### Page extract
= = = = =

While Dr. You-Know-Who was encouraging millions of folks to chow down on flesh and fat, some of us were still eating as our forefathers had. With produce from the garden, or at least from the produce market, grains and legumes. Now that obesity and obesity related illnesses are reaching epidemic proportions, we're being advised that all that flesh and fat, especially the hydrogenated fats, were not so good for us after all.
Those of us who clung to the whole foods, cook-it-like-grandma-did route, may have the last laugh. While it's true, man cannot live healthily by bread alone, whole grain breads sure can play a big part in the nutritional picture, as well as being a popular palette pleaser. Bread making, or any yeasted dough process, intimidates many cooks. But simple doughs are easy for a novice to work with and produce fine results .
The first yeasted dough recipe I worked with came from Jeff Smith, The Frugal Gourmet. I've used the same recipe for both pizza dough and focaccia for years with excellent results. Bread is simply flour, water, yeast and salt. Sometimes with the addition of oil or butter. The focaccia pictured above was made with 3 1/3 cups whole wheat flour, 1 package instant yeast, 1 cup warm water (105° - 115°), 5 TBS olive oil and 1 tsp salt. The same dough can be made with unbleached all purpose flour for a white loaf or combine all purpose with whole wheat for a lighter loaf that still has some whole wheat in it for nourishment and flavor. If using just all purpose flour, the dough may require up to 4 cups to hold together nicely.

= = = = =

### Exercise data
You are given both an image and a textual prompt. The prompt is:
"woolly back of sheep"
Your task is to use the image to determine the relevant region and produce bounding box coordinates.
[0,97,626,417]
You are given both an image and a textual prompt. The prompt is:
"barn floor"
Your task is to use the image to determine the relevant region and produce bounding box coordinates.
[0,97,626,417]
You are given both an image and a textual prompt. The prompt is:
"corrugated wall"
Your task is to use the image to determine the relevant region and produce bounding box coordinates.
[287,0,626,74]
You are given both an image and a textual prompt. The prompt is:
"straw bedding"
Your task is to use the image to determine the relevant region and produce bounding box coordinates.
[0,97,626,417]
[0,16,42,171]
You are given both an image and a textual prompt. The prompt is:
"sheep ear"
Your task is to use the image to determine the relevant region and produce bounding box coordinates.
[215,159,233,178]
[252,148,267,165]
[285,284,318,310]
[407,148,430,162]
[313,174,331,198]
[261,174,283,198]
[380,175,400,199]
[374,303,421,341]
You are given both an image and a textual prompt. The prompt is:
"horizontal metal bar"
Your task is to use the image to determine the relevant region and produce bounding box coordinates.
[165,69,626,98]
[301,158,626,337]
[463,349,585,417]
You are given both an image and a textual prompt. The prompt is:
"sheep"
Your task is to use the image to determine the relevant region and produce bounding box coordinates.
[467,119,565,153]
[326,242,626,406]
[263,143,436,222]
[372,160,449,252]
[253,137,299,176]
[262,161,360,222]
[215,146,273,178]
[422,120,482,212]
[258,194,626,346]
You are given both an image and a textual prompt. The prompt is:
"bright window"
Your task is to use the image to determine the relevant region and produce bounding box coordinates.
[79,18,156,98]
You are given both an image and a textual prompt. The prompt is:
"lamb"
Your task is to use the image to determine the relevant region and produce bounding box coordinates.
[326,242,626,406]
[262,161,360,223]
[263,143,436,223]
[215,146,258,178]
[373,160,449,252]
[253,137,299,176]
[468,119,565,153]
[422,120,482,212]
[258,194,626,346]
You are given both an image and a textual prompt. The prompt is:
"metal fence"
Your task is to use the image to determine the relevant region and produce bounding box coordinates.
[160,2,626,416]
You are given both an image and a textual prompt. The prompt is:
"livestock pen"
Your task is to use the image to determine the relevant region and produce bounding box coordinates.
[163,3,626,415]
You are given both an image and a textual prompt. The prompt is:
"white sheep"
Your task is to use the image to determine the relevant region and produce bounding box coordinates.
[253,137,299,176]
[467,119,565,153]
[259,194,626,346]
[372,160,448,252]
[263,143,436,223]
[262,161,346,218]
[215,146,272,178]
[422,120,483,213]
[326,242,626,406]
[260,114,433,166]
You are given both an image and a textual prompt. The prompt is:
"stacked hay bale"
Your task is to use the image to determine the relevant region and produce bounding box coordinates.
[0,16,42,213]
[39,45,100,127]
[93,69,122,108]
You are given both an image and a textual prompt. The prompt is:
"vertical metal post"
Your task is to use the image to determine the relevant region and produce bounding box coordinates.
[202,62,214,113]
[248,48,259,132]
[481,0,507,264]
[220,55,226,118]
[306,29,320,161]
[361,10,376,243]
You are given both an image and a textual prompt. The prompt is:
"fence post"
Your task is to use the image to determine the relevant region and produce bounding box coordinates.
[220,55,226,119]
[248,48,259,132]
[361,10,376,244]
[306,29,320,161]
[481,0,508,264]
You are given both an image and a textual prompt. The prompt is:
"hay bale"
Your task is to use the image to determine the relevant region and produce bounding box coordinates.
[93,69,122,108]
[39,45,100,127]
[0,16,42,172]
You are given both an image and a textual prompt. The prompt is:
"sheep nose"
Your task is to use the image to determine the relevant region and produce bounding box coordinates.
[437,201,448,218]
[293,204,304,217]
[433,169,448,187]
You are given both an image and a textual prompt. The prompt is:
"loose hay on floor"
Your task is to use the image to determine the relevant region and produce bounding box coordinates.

= = = = =

### Tasks
a. In the bread-making passage, which cookbook figure supplied the first yeasted dough recipe the writer used?
b. Write the next part of the bread-making passage, picking up right after its last sentence.

### Expected responses
a. Jeff Smith, The Frugal Gourmet.

b.
Once the dough is mixed and kneaded, (I let my Kitchen Aid standing mixer do this part) place in a lightly greased bowl, cover and allow to rise in a warm, draft-free place. When the dough has doubled in size, punch down, shape into a flat focaccia, or roll into a baguette. Allow to rise again, then bake at 400° for 30 minutes. I like to make finger holes in the top of the dough, then brush it with olive oil and sprinkle on a generous dusting of kosher salt and crushed, dried rosemary. If using the dough for pizza, it's ready after the first rise. Divide the dough in two, form into balls and roll out for a 10" crust. Or place the dough balls individually into zip lock bags and freeze for future use. Baking in stoneware is excellent for producing a crusty loaf. Baking pizza on a pre-heated pizza stone ensures a crisp crust, too.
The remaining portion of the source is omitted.